GOAL 1:
Repeat the entries word for word, starting at their very first line and ending after the line containing "[(1033, 198)]".

-- start SELECTION --

This is a prediction interval, in each case, since we are talking about individual runs of 3 miles and 5 miles (not the mean blood sugar after all runs of 3 miles, which is what a confidence interval for the mean response would be). The procedure is to set up a data frame with the two distance values in it, and then feed that and the regression object into predict, coming up in a moment.

dists <- c(3, 5)
dist.new <- tibble(distance = dists)
dist.new

The important thing is that the name of the column of the new data frame must be exactly the same as the name of the explanatory variable in the regression. If they don’t match, predict won’t work. At least, it won’t work properly. It won’t give you an error, but it will go back to the original data frame to get distances to predict from, and you will get very confused.

Then, predict:

pp <- predict(runs.1, dist.new, interval = "p")
pp
##         fit       lwr       upr
## 1 115.50952 104.37000 126.64905
## 2  64.76667  51.99545  77.53788

and display this with the distances by the side:

cbind(dist.new, pp)

or

data.frame(dist.new, pp)

Blood sugar after a 3-mile run is predicted to be between 104 and 127; after a 5-mile run it is predicted to be between 52 and 77.5.

Extra: both cbind and data.frame are “base R” ways of combining a data frame with something else to make a new data frame. They are not from the tidyverse. The tidyverse way is via tibble or bind_cols, but they are a bit more particular about what they will take: tibble takes vectors (single variables) and bind_cols takes vectors or data frames. The problem here is that pp is not either of those:

class(pp)
## [1] "matrix" "array"

so that we have to use as_tibble first to turn it into a data frame, and thus:

pp %>% as_tibble() %>% bind_cols(dist.new)

which puts things backwards, unless you do it like this:

dist.new %>% bind_cols(as_tibble(pp))

which is a pretty result from very ugly code.

I also remembered that if you finish with a select, you get the columns in the order they were in the select:

pp %>%
  as_tibble() %>%
  bind_cols(dist.new) %>%
  select(c(distance, everything()))

everything is a so-called “select helper”. It means “everything except any columns you already named”, so this whole thing has the effect of listing the columns with distance first and all the other columns afterwards, in the order that they were in before.

  1. Which of your two intervals is longer? Does this make sense? Explain briefly.

Solution

The intervals are about 22.25 and 25.5 units long. The one for a 5-mile run is a bit longer. I think this makes sense because 3 miles is close to the average run distance, so there is a lot of “nearby” data. 5 miles is actually longer than any of the runs that were actually done (and therefore we are actually extrapolating), but the important point for the prediction interval is that there is less nearby data: those 2-mile runs don’t help so much in predicting blood sugar after a 5-mile run. (They help some, because the trend is so linear. This is why the 5-mile interval is not so much longer. If the trend were less clear, the 5-mile interval would be more noticeably worse.)

-- end SELECTION --

GOAL 2:
In the passage on prediction intervals, reproduce the wording exactly, starting at the words "dist.new %>% bind_cols(as_tibble(pp))" and ending after the words "sense? Explain briefly.".

-- start DATASET EXTRACT --

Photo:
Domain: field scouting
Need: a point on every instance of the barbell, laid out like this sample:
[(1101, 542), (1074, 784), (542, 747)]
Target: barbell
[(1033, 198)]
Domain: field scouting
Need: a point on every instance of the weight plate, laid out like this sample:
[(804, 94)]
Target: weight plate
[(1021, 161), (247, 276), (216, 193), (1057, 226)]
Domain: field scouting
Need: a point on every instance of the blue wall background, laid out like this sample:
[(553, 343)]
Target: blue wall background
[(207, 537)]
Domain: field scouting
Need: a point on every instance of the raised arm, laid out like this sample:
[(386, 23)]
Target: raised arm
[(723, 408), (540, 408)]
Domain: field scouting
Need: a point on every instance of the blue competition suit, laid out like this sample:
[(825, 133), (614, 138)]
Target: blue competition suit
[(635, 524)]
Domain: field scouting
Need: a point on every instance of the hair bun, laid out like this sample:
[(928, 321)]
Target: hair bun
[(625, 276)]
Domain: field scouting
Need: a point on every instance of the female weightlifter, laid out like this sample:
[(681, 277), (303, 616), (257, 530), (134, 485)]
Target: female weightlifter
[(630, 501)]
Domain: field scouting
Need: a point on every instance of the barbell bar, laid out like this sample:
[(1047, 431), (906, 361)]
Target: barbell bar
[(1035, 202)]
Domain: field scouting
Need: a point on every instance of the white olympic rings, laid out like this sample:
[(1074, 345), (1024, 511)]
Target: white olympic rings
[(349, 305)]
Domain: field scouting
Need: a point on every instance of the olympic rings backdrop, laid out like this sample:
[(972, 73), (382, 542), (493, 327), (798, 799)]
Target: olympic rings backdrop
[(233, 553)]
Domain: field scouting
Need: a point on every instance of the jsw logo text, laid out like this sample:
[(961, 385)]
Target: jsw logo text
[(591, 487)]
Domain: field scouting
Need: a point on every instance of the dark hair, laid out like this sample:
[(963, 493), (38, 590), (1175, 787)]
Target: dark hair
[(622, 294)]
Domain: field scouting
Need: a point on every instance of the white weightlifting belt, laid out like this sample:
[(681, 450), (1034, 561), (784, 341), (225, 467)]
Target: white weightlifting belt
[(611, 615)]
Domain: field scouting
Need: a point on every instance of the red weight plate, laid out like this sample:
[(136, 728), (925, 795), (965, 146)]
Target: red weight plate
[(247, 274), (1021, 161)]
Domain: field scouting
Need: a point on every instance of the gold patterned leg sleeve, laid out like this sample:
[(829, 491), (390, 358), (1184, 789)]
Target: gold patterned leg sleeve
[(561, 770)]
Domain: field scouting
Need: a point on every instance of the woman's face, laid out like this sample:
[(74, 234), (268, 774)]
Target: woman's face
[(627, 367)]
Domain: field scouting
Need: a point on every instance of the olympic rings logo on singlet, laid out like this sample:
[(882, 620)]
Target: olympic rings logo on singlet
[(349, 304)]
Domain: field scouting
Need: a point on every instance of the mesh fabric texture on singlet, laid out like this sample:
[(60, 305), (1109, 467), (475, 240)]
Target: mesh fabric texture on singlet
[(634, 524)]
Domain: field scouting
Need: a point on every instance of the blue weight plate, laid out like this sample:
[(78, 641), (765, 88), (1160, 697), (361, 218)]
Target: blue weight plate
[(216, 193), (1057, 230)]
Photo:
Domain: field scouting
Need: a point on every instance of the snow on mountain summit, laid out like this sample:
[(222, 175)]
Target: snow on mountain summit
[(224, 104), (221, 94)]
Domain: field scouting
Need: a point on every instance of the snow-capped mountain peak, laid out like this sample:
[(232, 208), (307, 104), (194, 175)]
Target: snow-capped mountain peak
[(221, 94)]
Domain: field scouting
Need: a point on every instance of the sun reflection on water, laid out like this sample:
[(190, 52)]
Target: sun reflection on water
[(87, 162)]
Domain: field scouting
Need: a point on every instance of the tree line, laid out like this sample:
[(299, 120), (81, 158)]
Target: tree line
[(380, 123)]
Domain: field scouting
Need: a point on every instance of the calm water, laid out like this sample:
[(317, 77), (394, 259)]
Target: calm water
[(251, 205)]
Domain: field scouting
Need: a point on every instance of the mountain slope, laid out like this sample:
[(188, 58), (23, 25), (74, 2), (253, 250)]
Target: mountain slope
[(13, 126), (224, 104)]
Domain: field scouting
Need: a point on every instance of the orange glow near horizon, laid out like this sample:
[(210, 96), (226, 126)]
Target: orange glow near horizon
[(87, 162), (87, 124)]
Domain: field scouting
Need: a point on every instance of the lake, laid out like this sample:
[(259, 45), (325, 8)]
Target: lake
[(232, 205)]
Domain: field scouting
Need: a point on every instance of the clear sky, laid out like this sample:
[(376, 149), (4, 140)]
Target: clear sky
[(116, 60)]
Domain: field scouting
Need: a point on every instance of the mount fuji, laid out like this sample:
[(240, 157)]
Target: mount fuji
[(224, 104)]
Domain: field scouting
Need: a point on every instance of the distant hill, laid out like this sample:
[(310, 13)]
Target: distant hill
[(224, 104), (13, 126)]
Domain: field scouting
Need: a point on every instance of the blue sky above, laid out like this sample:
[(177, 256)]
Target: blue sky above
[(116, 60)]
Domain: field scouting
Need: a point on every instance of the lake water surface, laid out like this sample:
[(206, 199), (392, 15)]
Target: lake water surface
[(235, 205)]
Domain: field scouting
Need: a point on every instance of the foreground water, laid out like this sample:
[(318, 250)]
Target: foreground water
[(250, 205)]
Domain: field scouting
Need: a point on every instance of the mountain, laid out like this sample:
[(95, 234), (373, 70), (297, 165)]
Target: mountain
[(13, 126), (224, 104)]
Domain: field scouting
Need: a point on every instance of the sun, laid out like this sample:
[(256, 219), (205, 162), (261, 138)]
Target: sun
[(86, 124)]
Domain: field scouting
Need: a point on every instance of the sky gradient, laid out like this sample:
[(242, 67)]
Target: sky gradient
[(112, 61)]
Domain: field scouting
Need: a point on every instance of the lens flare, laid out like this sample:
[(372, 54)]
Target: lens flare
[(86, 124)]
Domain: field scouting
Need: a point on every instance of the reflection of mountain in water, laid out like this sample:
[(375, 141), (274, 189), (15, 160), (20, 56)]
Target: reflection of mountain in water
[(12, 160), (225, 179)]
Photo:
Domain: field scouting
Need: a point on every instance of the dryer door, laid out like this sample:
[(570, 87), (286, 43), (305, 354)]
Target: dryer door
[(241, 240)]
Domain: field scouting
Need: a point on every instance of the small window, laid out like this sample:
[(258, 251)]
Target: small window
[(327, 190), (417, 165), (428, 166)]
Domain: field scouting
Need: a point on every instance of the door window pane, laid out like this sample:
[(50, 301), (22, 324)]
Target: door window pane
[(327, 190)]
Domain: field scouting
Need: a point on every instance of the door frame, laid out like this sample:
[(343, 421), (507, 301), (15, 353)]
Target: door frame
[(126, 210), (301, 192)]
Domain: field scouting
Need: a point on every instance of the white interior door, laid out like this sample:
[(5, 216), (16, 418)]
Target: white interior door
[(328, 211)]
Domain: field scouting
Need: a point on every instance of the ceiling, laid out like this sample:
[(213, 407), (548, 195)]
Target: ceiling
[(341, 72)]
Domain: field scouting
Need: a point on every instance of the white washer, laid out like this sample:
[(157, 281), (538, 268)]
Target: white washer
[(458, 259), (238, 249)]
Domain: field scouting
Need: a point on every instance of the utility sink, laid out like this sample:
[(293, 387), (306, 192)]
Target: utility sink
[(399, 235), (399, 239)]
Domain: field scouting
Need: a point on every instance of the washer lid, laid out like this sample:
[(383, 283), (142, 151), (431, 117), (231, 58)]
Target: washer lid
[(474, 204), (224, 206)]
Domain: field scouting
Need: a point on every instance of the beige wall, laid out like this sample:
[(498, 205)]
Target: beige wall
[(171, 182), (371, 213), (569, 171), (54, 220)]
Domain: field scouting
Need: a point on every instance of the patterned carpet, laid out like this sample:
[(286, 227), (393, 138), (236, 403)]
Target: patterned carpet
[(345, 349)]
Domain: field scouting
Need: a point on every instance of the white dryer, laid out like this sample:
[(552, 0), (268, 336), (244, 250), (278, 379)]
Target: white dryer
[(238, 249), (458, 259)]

-- end DATASET EXTRACT --

TASK ANSWER 1:
Photo:
Domain: field scouting
Need: a point on every instance of the barbell, laid out like this sample:
[(1101, 542), (1074, 784), (542, 747)]
Target: barbell
[(1033, 198)]

TASK ANSWER 2:
dist.new %>% bind_cols(as_tibble(pp))

which is a pretty result from very ugly code.

I also remembered that if you finish with a select, you get the columns in the order they were in the select:

pp %>%
  as_tibble() %>%
  bind_cols(dist.new) %>%
  select(c(distance, everything()))

everything is a so-called “select helper”. It means “everything except any columns you already named”, so this whole thing has the effect of listing the columns with distance first and all the other columns afterwards, in the order that they were in before.

  1. Which of your two intervals is longer? Does this make sense? Explain briefly.